PROMPT ▸ Copy out the lines below with no changes, starting at the line containing "Task: tag the ceiling" and ending with the line containing "x=247, y=164", including both of those lines.

* BEGIN RECORDS TO PROCESS *

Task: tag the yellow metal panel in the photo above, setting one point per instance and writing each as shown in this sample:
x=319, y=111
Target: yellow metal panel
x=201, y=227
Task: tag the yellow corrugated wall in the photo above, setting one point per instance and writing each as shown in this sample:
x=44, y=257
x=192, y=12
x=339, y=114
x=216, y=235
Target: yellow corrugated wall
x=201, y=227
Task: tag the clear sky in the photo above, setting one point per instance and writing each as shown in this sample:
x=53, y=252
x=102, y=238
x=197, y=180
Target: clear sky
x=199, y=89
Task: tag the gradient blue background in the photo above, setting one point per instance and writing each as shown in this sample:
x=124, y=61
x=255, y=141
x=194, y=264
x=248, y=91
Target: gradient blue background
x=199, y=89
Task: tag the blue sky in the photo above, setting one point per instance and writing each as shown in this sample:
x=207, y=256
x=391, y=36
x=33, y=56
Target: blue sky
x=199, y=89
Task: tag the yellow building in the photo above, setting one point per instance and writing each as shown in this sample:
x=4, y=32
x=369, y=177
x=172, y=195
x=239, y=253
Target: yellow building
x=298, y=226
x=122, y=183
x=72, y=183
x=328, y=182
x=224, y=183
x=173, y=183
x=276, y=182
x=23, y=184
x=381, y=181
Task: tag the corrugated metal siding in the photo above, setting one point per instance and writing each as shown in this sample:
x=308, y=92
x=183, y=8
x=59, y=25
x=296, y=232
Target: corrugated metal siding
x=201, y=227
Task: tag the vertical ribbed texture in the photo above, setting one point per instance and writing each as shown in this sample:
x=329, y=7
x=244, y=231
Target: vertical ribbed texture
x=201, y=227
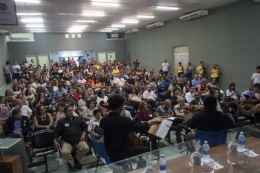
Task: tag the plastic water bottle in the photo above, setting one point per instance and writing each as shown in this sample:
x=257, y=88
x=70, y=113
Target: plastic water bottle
x=241, y=142
x=205, y=151
x=162, y=163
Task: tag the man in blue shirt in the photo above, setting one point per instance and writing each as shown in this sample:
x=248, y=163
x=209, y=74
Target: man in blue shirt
x=196, y=82
x=46, y=92
x=58, y=93
x=76, y=79
x=17, y=125
x=248, y=93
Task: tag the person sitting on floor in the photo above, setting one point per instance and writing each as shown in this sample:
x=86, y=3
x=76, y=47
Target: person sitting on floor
x=73, y=133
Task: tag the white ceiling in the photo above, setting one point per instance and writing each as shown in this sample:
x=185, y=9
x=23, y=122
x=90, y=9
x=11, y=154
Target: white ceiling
x=128, y=9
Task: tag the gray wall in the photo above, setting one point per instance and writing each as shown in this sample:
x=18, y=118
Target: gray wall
x=53, y=42
x=229, y=37
x=3, y=57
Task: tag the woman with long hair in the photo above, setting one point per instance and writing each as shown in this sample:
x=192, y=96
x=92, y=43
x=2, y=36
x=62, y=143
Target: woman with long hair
x=42, y=120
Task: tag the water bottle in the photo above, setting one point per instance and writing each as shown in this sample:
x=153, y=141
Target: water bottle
x=162, y=163
x=205, y=151
x=241, y=142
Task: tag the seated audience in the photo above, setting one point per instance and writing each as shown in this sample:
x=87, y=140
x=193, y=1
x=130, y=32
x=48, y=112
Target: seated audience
x=232, y=92
x=73, y=133
x=42, y=120
x=17, y=125
x=78, y=95
x=210, y=119
x=149, y=94
x=87, y=113
x=190, y=95
x=116, y=131
x=94, y=122
x=42, y=100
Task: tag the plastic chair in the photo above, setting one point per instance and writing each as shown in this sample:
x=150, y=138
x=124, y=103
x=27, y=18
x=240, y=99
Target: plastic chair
x=214, y=138
x=100, y=151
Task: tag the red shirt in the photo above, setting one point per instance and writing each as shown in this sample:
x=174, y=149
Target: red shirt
x=144, y=116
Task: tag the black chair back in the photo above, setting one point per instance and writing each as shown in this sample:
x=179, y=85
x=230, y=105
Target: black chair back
x=43, y=139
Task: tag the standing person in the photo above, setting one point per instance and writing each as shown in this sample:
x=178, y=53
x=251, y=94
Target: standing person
x=180, y=69
x=73, y=133
x=215, y=72
x=7, y=72
x=136, y=63
x=16, y=70
x=201, y=70
x=165, y=66
x=189, y=71
x=116, y=131
x=256, y=76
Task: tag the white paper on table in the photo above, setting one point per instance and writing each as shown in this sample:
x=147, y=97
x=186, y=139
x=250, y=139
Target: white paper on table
x=164, y=128
x=253, y=154
x=171, y=118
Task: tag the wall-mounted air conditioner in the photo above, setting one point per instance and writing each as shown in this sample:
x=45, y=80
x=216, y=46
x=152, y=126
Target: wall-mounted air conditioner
x=132, y=31
x=194, y=15
x=155, y=25
x=4, y=32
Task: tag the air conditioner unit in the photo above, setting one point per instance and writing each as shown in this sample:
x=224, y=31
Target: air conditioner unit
x=155, y=25
x=132, y=31
x=194, y=15
x=4, y=32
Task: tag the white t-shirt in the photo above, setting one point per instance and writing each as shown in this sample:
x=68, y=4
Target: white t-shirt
x=228, y=93
x=256, y=78
x=165, y=66
x=81, y=81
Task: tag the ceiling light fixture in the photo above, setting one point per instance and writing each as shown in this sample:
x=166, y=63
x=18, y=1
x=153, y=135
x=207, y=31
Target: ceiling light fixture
x=37, y=26
x=29, y=1
x=93, y=14
x=86, y=21
x=36, y=20
x=130, y=21
x=106, y=4
x=29, y=14
x=118, y=26
x=166, y=8
x=145, y=16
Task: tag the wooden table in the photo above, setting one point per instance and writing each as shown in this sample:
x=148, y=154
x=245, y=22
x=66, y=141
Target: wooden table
x=247, y=164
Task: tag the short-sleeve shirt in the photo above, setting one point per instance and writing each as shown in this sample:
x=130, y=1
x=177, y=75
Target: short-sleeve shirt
x=256, y=78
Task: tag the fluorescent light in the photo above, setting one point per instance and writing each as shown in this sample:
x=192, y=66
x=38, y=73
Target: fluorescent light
x=107, y=4
x=37, y=26
x=118, y=26
x=145, y=16
x=167, y=8
x=30, y=1
x=130, y=21
x=36, y=20
x=93, y=14
x=86, y=21
x=29, y=14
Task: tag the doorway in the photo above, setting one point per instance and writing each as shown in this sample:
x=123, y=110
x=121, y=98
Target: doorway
x=102, y=57
x=111, y=56
x=44, y=59
x=180, y=54
x=30, y=57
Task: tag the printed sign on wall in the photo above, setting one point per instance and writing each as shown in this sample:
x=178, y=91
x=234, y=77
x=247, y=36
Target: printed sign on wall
x=8, y=12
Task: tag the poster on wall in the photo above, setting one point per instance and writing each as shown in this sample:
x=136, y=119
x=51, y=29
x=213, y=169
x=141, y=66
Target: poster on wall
x=8, y=12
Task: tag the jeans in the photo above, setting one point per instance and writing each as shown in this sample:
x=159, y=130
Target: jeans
x=17, y=75
x=8, y=78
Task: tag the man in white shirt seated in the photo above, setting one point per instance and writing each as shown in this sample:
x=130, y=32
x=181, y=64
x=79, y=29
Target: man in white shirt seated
x=120, y=81
x=16, y=70
x=190, y=95
x=256, y=76
x=149, y=94
x=25, y=110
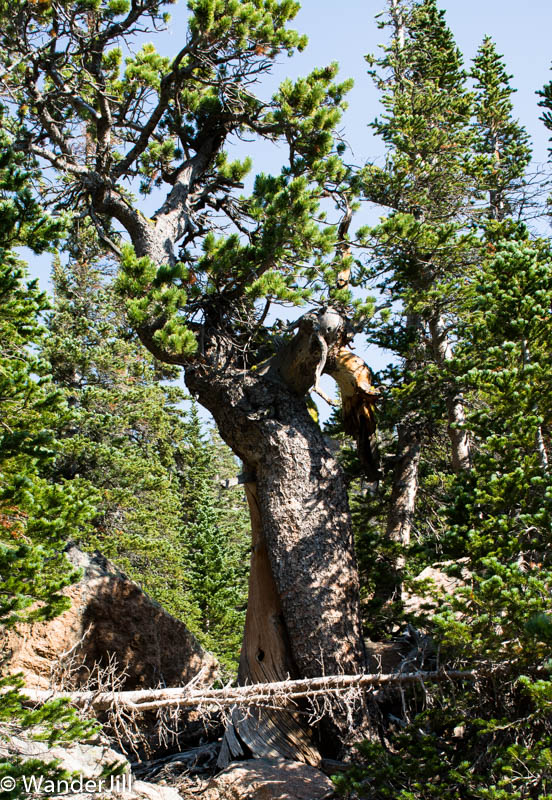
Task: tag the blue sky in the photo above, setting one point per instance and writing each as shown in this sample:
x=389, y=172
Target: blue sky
x=345, y=31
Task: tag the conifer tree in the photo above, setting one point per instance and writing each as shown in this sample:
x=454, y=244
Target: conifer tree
x=217, y=561
x=36, y=517
x=502, y=149
x=201, y=275
x=122, y=431
x=419, y=253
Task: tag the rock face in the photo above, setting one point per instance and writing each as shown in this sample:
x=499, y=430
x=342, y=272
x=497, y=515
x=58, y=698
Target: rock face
x=110, y=617
x=261, y=779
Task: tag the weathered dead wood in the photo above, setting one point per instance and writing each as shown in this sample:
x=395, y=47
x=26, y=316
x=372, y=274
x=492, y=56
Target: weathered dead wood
x=265, y=657
x=277, y=693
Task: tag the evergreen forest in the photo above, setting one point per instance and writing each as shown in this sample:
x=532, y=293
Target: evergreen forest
x=162, y=404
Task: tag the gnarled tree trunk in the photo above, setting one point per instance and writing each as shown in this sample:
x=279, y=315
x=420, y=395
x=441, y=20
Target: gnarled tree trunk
x=303, y=616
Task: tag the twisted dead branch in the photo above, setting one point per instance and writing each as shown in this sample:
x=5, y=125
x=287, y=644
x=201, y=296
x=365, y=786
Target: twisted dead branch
x=279, y=694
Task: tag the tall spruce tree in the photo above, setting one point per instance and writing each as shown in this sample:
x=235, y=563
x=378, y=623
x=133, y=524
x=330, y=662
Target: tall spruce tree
x=217, y=546
x=502, y=147
x=122, y=430
x=419, y=253
x=201, y=275
x=126, y=435
x=36, y=517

* END RECORDS TO PROCESS *

FINAL RESULT ▸
Task: tag the ceiling light fixture in the photo above, setting one point per instance and writing each as shown in this sample:
x=166, y=63
x=18, y=1
x=153, y=135
x=207, y=31
Target: ceiling light fixture
x=37, y=26
x=29, y=1
x=93, y=14
x=86, y=21
x=36, y=20
x=130, y=21
x=106, y=4
x=29, y=14
x=118, y=26
x=166, y=8
x=145, y=16
Task: tag the wooden table in the photo above, setting one point per instance and writing each as shown in this sample:
x=148, y=154
x=245, y=22
x=66, y=141
Target: wooden table
x=247, y=164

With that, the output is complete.